## Exercise goal
Copy the records below word for word, with no changes.

## Records supplied
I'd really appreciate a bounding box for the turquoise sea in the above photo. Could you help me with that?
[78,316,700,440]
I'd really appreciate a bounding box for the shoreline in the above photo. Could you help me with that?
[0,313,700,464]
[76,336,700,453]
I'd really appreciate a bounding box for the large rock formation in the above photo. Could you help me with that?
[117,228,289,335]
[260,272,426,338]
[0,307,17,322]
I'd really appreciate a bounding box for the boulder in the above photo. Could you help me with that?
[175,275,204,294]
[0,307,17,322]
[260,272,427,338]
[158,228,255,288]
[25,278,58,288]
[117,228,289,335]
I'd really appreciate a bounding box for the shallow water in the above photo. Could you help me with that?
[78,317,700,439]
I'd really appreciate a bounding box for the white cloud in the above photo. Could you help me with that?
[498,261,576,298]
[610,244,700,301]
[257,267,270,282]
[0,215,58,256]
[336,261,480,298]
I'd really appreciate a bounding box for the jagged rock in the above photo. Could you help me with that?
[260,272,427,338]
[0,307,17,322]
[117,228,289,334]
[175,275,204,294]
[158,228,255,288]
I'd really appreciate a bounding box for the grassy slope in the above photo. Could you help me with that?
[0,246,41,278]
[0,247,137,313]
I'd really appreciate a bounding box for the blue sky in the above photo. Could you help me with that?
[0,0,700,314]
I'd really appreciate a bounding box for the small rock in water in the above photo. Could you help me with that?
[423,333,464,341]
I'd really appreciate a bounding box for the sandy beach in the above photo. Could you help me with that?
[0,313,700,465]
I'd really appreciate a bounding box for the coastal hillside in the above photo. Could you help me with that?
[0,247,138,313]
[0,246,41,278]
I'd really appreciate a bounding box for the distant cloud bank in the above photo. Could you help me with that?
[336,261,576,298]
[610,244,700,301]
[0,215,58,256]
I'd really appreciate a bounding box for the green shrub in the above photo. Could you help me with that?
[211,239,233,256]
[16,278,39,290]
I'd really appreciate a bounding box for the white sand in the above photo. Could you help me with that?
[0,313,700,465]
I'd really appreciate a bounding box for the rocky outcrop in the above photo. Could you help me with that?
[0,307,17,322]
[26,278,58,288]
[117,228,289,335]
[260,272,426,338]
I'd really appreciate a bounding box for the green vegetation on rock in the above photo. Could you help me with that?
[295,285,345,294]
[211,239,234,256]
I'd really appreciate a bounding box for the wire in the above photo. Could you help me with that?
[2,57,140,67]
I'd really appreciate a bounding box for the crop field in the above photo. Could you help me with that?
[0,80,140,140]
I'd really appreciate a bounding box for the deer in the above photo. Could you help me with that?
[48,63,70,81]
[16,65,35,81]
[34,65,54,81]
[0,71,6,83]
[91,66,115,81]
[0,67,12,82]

## Expected answer
I'd really appreciate a bounding box for the turquoise sea in the above photo. Could you help me with that?
[78,316,700,440]
I'd really appreciate a bounding box for the shoreline in the above photo. Could you help me with that?
[0,313,700,464]
[76,336,700,453]
I'd really appreciate a bounding box for the large rock formation in the above photo. Could you help me with that?
[117,228,289,335]
[260,272,426,338]
[0,307,17,322]
I'd really appreciate a bounding box for the boulder in the above photo. Could you help me with that?
[175,275,204,294]
[0,307,17,322]
[260,272,427,338]
[158,228,255,288]
[25,278,58,288]
[117,228,289,335]
I'd really appreciate a bounding box for the shallow water in the above photo. Could you help me with that?
[78,317,700,439]
I'd really appreciate a bounding box for the white cloud in the above photo. Could you help me with that?
[498,261,576,298]
[610,244,700,301]
[257,267,270,282]
[0,215,58,256]
[336,261,480,298]
I'd really appreciate a bounding box for the jagged rock in the above photo. Could you help me with that?
[260,272,427,338]
[0,307,17,322]
[117,228,289,334]
[175,275,204,294]
[158,228,255,288]
I'd really appreciate a bounding box for the grassy slope in the above photo. Could you help me with that?
[0,246,41,278]
[0,247,137,313]
I'd really appreciate a bounding box for the blue sky in the above photo. Could you help me with that?
[0,0,700,314]
I'd really appreciate a bounding box for the small rock in water in the above photo. Could you help me with that?
[423,333,464,341]
I'd really appreciate a bounding box for the sandy beach in the above photo. Could you help me with that?
[0,313,700,465]
I'd really appreciate a bounding box for the coastal hillside in the above photo. Could you help me with that?
[0,247,138,313]
[0,246,41,278]
I'd really appreciate a bounding box for the distant cloud bank in the above photo. Could you help me with that?
[336,261,576,298]
[610,244,700,301]
[0,215,58,256]
I'd really appreciate a bounding box for the green shrub in the above photo. Could you help me with that?
[211,239,233,256]
[16,278,39,290]
I'd really appreciate a bounding box for the white sand in the above photo. Could you help me with that?
[0,313,700,465]
I'd really appreciate a bounding box for the rocky outcrop in the above photo. Could you help me with that?
[0,307,17,322]
[26,278,58,288]
[117,228,289,335]
[260,272,426,338]
I'd really appreciate a bounding box for the green vegetation on rock in the above photo. Could you help me with that?
[295,285,345,294]
[211,239,234,256]
I'd really appreciate a bounding box for the wire in the above photo. Could you help me with that?
[2,57,140,67]
I'd really appreciate a bounding box for the crop field in the above photo. Could you help me with that?
[0,80,140,140]
I'd really appreciate a bounding box for the deer in the above photo. Could you help me with that?
[48,63,70,81]
[16,65,35,81]
[34,65,54,81]
[0,71,6,83]
[91,66,115,81]
[0,67,12,82]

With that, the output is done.